** START OF PROVIDED DATA **

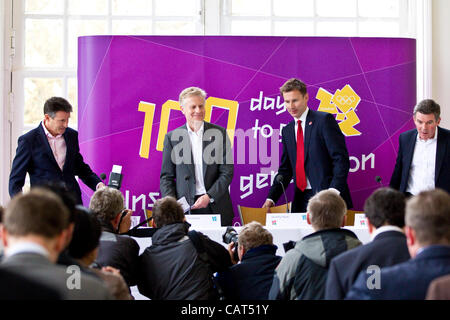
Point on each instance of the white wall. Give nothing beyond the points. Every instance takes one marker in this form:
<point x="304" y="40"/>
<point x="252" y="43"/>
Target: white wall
<point x="441" y="58"/>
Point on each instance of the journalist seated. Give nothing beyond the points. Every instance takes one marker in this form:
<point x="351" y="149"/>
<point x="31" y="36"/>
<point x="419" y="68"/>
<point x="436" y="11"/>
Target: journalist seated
<point x="115" y="250"/>
<point x="252" y="277"/>
<point x="302" y="273"/>
<point x="179" y="265"/>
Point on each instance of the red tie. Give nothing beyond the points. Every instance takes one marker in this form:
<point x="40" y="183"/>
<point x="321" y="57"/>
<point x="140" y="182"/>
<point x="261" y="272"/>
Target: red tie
<point x="300" y="165"/>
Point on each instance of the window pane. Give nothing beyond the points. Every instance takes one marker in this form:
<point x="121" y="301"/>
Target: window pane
<point x="88" y="7"/>
<point x="339" y="29"/>
<point x="293" y="8"/>
<point x="39" y="51"/>
<point x="293" y="28"/>
<point x="250" y="28"/>
<point x="79" y="28"/>
<point x="72" y="94"/>
<point x="37" y="91"/>
<point x="130" y="27"/>
<point x="132" y="7"/>
<point x="250" y="8"/>
<point x="379" y="8"/>
<point x="333" y="8"/>
<point x="175" y="27"/>
<point x="379" y="29"/>
<point x="44" y="6"/>
<point x="177" y="8"/>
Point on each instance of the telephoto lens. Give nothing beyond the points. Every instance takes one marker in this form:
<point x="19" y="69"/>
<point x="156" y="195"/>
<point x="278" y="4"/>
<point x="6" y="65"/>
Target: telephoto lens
<point x="230" y="235"/>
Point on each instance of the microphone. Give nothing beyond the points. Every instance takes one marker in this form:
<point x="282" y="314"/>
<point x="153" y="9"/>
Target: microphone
<point x="186" y="178"/>
<point x="378" y="180"/>
<point x="115" y="178"/>
<point x="279" y="179"/>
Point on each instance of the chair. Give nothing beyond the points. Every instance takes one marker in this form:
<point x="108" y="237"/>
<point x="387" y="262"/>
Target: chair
<point x="249" y="214"/>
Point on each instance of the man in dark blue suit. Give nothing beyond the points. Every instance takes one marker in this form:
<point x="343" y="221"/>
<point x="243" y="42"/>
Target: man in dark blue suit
<point x="427" y="229"/>
<point x="51" y="153"/>
<point x="385" y="211"/>
<point x="318" y="160"/>
<point x="423" y="161"/>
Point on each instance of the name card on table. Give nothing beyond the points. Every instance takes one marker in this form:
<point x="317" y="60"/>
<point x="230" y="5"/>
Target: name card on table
<point x="360" y="220"/>
<point x="204" y="220"/>
<point x="284" y="220"/>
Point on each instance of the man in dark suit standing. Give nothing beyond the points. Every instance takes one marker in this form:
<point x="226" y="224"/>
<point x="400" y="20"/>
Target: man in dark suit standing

** END OF PROVIDED DATA **

TASK GOAL ▸ Look above for the line containing "Point on each instance of the chair."; copy from it through the last line, exactly, and nothing more.

ANSWER TO THE PROBLEM ▸
Point on each instance of the chair. Give nothing beyond the points. Every instance takes one marker in this form:
<point x="108" y="237"/>
<point x="387" y="262"/>
Target: chair
<point x="249" y="214"/>
Point on each instance of the man in dark blue suit. Give nothing beyond the points. Every instance takes one marker in this form:
<point x="343" y="221"/>
<point x="243" y="42"/>
Target: man in dark blue suit
<point x="427" y="229"/>
<point x="51" y="153"/>
<point x="385" y="211"/>
<point x="318" y="160"/>
<point x="423" y="161"/>
Point on each instance of the name card on table. Give nothing beyond the points. Every instance takes one marker in this form:
<point x="317" y="60"/>
<point x="230" y="5"/>
Target: name card on table
<point x="360" y="220"/>
<point x="204" y="220"/>
<point x="284" y="220"/>
Point on each instance of the man in dark suit standing. Give nothing beyond the points. Every instance takes one marker in this form:
<point x="226" y="224"/>
<point x="400" y="20"/>
Target: man in dark suit standing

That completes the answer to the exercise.